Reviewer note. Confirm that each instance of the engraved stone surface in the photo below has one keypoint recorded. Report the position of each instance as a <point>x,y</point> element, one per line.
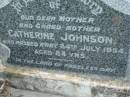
<point>83,36</point>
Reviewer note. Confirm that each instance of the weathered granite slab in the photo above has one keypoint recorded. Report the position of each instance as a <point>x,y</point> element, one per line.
<point>79,36</point>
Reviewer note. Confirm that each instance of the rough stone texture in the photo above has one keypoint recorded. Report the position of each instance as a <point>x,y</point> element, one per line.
<point>25,93</point>
<point>49,83</point>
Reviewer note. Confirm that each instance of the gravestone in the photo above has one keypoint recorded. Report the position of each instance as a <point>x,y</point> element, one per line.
<point>82,36</point>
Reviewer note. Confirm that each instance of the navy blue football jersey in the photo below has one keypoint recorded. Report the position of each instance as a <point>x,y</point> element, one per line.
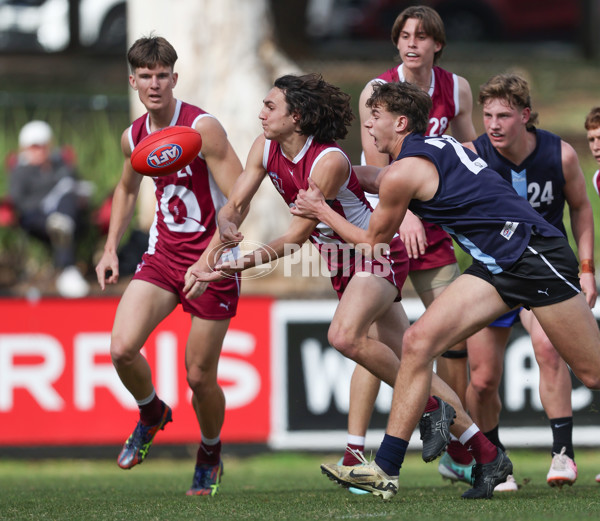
<point>474,204</point>
<point>539,178</point>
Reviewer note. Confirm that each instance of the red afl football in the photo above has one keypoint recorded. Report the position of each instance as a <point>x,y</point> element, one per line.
<point>166,151</point>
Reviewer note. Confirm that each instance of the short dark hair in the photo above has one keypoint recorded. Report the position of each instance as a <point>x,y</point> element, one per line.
<point>511,88</point>
<point>404,99</point>
<point>592,121</point>
<point>430,22</point>
<point>150,51</point>
<point>324,110</point>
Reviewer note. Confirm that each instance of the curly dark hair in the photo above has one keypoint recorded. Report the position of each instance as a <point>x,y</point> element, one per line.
<point>150,51</point>
<point>324,110</point>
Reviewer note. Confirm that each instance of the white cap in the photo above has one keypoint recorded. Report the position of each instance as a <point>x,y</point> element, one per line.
<point>35,133</point>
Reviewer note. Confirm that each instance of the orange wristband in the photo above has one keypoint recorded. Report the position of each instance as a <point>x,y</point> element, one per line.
<point>587,266</point>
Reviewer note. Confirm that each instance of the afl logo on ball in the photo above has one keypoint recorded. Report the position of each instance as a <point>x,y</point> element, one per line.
<point>164,155</point>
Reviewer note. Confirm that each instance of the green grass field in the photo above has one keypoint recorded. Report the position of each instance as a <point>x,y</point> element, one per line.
<point>280,486</point>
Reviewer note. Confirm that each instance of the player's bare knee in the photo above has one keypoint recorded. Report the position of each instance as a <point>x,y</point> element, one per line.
<point>483,387</point>
<point>414,347</point>
<point>590,379</point>
<point>546,355</point>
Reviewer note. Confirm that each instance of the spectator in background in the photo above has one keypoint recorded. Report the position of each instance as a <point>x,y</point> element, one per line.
<point>50,202</point>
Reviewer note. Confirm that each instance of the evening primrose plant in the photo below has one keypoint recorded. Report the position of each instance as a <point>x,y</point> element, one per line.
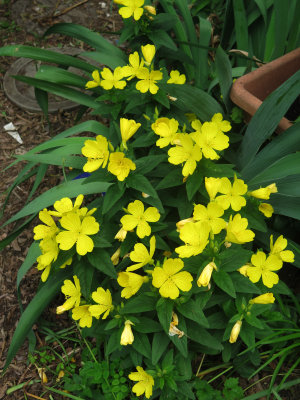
<point>164,258</point>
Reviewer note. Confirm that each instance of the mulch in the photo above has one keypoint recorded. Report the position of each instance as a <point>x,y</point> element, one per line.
<point>21,22</point>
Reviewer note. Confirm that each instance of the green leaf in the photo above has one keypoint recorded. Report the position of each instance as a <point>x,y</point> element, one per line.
<point>224,73</point>
<point>164,308</point>
<point>45,55</point>
<point>68,189</point>
<point>161,38</point>
<point>60,90</point>
<point>193,184</point>
<point>159,344</point>
<point>232,259</point>
<point>174,178</point>
<point>191,311</point>
<point>280,146</point>
<point>243,284</point>
<point>34,309</point>
<point>192,99</point>
<point>100,259</point>
<point>288,165</point>
<point>142,184</point>
<point>142,345</point>
<point>94,39</point>
<point>140,303</point>
<point>224,281</point>
<point>113,194</point>
<point>265,120</point>
<point>53,74</point>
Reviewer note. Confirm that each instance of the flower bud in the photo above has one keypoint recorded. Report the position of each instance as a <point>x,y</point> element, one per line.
<point>235,331</point>
<point>205,276</point>
<point>127,335</point>
<point>267,298</point>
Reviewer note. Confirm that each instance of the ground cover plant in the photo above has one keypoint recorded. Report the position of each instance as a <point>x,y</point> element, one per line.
<point>166,251</point>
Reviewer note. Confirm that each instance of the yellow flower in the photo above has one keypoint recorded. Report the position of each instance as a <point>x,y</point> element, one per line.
<point>267,298</point>
<point>264,193</point>
<point>211,214</point>
<point>173,330</point>
<point>120,166</point>
<point>212,187</point>
<point>48,230</point>
<point>96,80</point>
<point>262,267</point>
<point>72,293</point>
<point>232,194</point>
<point>266,209</point>
<point>96,152</point>
<point>205,276</point>
<point>127,335</point>
<point>237,231</point>
<point>104,300</point>
<point>169,280</point>
<point>82,314</point>
<point>141,256</point>
<point>134,66</point>
<point>223,125</point>
<point>77,231</point>
<point>235,332</point>
<point>121,235</point>
<point>128,127</point>
<point>131,283</point>
<point>243,270</point>
<point>145,382</point>
<point>115,257</point>
<point>148,80</point>
<point>278,249</point>
<point>148,53</point>
<point>65,205</point>
<point>150,9</point>
<point>112,79</point>
<point>195,236</point>
<point>167,130</point>
<point>176,78</point>
<point>210,139</point>
<point>186,152</point>
<point>139,217</point>
<point>131,7</point>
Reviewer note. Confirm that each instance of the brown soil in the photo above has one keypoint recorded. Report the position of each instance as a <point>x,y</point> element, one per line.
<point>21,22</point>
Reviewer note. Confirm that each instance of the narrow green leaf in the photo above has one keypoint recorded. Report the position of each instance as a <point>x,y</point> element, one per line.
<point>80,32</point>
<point>164,308</point>
<point>45,55</point>
<point>100,259</point>
<point>59,90</point>
<point>68,189</point>
<point>223,280</point>
<point>264,122</point>
<point>159,344</point>
<point>280,146</point>
<point>192,99</point>
<point>34,309</point>
<point>224,73</point>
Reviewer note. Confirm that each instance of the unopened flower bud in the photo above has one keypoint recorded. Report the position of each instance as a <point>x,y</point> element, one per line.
<point>235,331</point>
<point>127,335</point>
<point>205,276</point>
<point>267,298</point>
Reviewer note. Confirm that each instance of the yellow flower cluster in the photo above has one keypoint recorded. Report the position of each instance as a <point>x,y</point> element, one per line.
<point>262,266</point>
<point>98,155</point>
<point>85,312</point>
<point>140,67</point>
<point>77,223</point>
<point>190,147</point>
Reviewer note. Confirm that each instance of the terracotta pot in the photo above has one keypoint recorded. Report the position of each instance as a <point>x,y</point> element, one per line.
<point>249,91</point>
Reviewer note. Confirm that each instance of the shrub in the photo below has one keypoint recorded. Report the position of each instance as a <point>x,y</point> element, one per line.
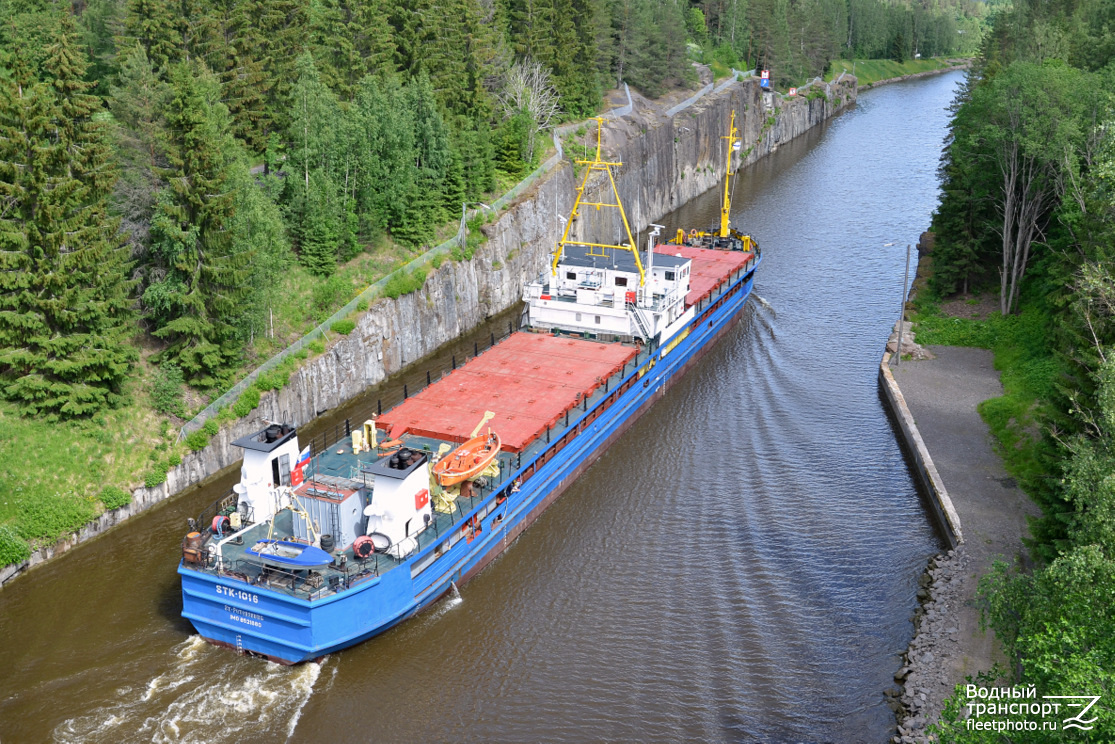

-.-.-

Exercise goal: Render every one of the entries above as a numbered list with no blank lines, and leave the pictures out.

Completed exercise:
1. Reviewer note. Confirm that each instance of the engraved stone surface in the photo below has one keypoint recorded. Report the position of each instance as a <point>x,y</point> element, one per line.
2. <point>83,36</point>
3. Reviewer note. Confirm that each instance of the weathered granite slab in the photo above has one keypoint recorded. Report the position of each instance as a <point>x,y</point> element, one per line.
4. <point>79,36</point>
5. Reviewer note. Confirm that each instance of the rough stone texture in the photo above has one keypoint recorded. Report the position of each instance as a <point>x,y</point> element, one per line.
6. <point>25,93</point>
7. <point>49,83</point>
8. Reviewer note. Confirm that each instance of the gravestone in the photo above has one keypoint recorded. Report the position of each instance as a <point>x,y</point> element, one per line.
9. <point>82,36</point>
10. Reviewer note. Confirm that each instance of the navy blue football jersey in the photo below has one keypoint recorded. Report the position of each instance as a <point>x,y</point> element, one per line.
11. <point>474,204</point>
12. <point>539,178</point>
13. Reviewer note. Confirm that each instance of the red afl football in the photo above has one keypoint recorded. Report the position of each instance as a <point>x,y</point> element, one per line.
14. <point>166,151</point>
15. Reviewer note. Confirm that each instance of the short dark hair in the photo above has one keypoint recorded. Report the position of each instance as a <point>x,y</point> element, one per line.
16. <point>511,88</point>
17. <point>404,99</point>
18. <point>592,121</point>
19. <point>430,22</point>
20. <point>150,51</point>
21. <point>324,110</point>
22. Reviewer note. Confirm that each instance of the curly dark hair in the photo above has one keypoint recorded. Report the position of each instance as a <point>x,y</point> element, one per line.
23. <point>150,51</point>
24. <point>324,110</point>
25. Reviewer note. Confirm that each instance of the white cap in the photo above has one keypoint recorded. Report the position of each instance as a <point>x,y</point> element, one per line.
26. <point>35,133</point>
27. Reviewer note. Confirm that each instance of the orange wristband in the photo above has one keypoint recorded. Report the position of each instance as a <point>x,y</point> element, one per line.
28. <point>587,266</point>
29. Reviewer note. Confirm that each instance of the afl logo on ball in the photo above has one keypoint recorded. Report the position of each instance as a <point>x,y</point> element, one per line.
30. <point>164,155</point>
31. Reviewer note. Confirm that each instance of the green grass field in the photo above has one keypoint recorded. Report the position of each instance as a <point>x,y</point> element, one per line.
32. <point>280,486</point>
33. Reviewer note. Confirm that each instance of the player's bare knee in the photo above has one keypoint recorded. Report the position of each instance as a <point>x,y</point> element, one per line.
34. <point>483,387</point>
35. <point>414,347</point>
36. <point>590,379</point>
37. <point>546,355</point>
38. Reviewer note. Confirm that each instance of the spectator in background in the photo above has one keypoint recorded. Report the position of each instance as a <point>x,y</point> element, one per line.
39. <point>50,202</point>
40. Reviewer note. Confirm that each instance of the evening primrose plant in the photo below has one keypoint recorded. Report the position of each instance as a <point>x,y</point> element, one per line.
41. <point>164,258</point>
42. Reviewer note. Confirm that each instance of the mulch in the photo above has one keypoint recorded. Report the position of each instance as a <point>x,y</point> element, one per line.
43. <point>21,22</point>
44. Reviewer note. Confirm that each instance of the green leaf in the photo above has one keypoint recorded. Report the position of each instance as a <point>x,y</point> element, one per line.
45. <point>224,73</point>
46. <point>164,308</point>
47. <point>45,55</point>
48. <point>68,189</point>
49. <point>161,38</point>
50. <point>60,90</point>
51. <point>193,184</point>
52. <point>159,344</point>
53. <point>232,259</point>
54. <point>174,178</point>
55. <point>191,311</point>
56. <point>280,146</point>
57. <point>243,284</point>
58. <point>34,309</point>
59. <point>192,99</point>
60. <point>100,259</point>
61. <point>288,165</point>
62. <point>142,184</point>
63. <point>142,345</point>
64. <point>94,39</point>
65. <point>140,303</point>
66. <point>224,281</point>
67. <point>113,194</point>
68. <point>265,120</point>
69. <point>53,74</point>
70. Reviewer note. Confirm that each instance of the flower bud in the photo above has one keypoint recorded. Report the position of each instance as a <point>x,y</point> element, one per line.
71. <point>235,331</point>
72. <point>205,276</point>
73. <point>127,335</point>
74. <point>267,298</point>
75. Reviewer note. Confirm that each instance of the ground cover plant in the photo above has one keypoint recorded. Report the position of each instance as a <point>x,y</point> element, one per line.
76. <point>166,251</point>
77. Reviewer note. Confirm that each instance of the yellow flower in the photo above has one keypoint recorded. Report the position of each instance as a <point>x,y</point> element, one per line.
78. <point>267,298</point>
79. <point>264,193</point>
80. <point>211,214</point>
81. <point>173,330</point>
82. <point>120,166</point>
83. <point>212,187</point>
84. <point>48,230</point>
85. <point>96,80</point>
86. <point>262,267</point>
87. <point>72,293</point>
88. <point>232,194</point>
89. <point>266,209</point>
90. <point>96,152</point>
91. <point>205,276</point>
92. <point>127,335</point>
93. <point>237,231</point>
94. <point>104,300</point>
95. <point>169,280</point>
96. <point>82,314</point>
97. <point>141,256</point>
98. <point>134,66</point>
99. <point>223,125</point>
100. <point>77,231</point>
101. <point>235,332</point>
102. <point>121,235</point>
103. <point>128,127</point>
104. <point>131,283</point>
105. <point>243,270</point>
106. <point>145,382</point>
107. <point>115,257</point>
108. <point>148,80</point>
109. <point>278,249</point>
110. <point>148,53</point>
111. <point>65,205</point>
112. <point>150,9</point>
113. <point>112,79</point>
114. <point>195,236</point>
115. <point>167,130</point>
116. <point>176,78</point>
117. <point>210,139</point>
118. <point>186,152</point>
119. <point>139,217</point>
120. <point>131,7</point>
121. Reviewer note. Confirm that each instance of the brown soil in the photo above has one keypoint recorded. Report the position of each instance as a <point>x,y</point> element, one per line.
122. <point>21,22</point>
123. Reviewer note. Confirm that each instance of the narrow green leaf in the photo above has one keypoint recorded. Report the position of each instance as a <point>x,y</point> element, one per line.
124. <point>80,32</point>
125. <point>164,308</point>
126. <point>45,55</point>
127. <point>100,259</point>
128. <point>59,90</point>
129. <point>68,189</point>
130. <point>223,280</point>
131. <point>264,122</point>
132. <point>159,344</point>
133. <point>280,146</point>
134. <point>192,99</point>
135. <point>34,309</point>
136. <point>224,73</point>
137. Reviewer note. Confirm that each instance of the unopened flower bud in the photo above has one keypoint recorded. Report the position of each instance as a <point>x,y</point> element, one per line.
138. <point>235,331</point>
139. <point>127,335</point>
140. <point>205,276</point>
141. <point>267,298</point>
142. Reviewer note. Confirm that each instance of the yellow flower cluster in the photo above has one keypoint recorded. Report the position of each instance as a <point>x,y</point> element, one per line.
143. <point>262,266</point>
144. <point>98,155</point>
145. <point>85,312</point>
146. <point>140,67</point>
147. <point>77,223</point>
148. <point>190,147</point>
149. Reviewer note. Confirm that each instance of the terracotta pot in the photo above has one keypoint recorded. Report the position of each instance as a <point>x,y</point> element, one per line.
150. <point>249,91</point>
151. Reviewer note. Confirm that each instance of the shrub in the photo below has one keypoint recorded. Report the position of each instance as a <point>x,y</point> element, one per line.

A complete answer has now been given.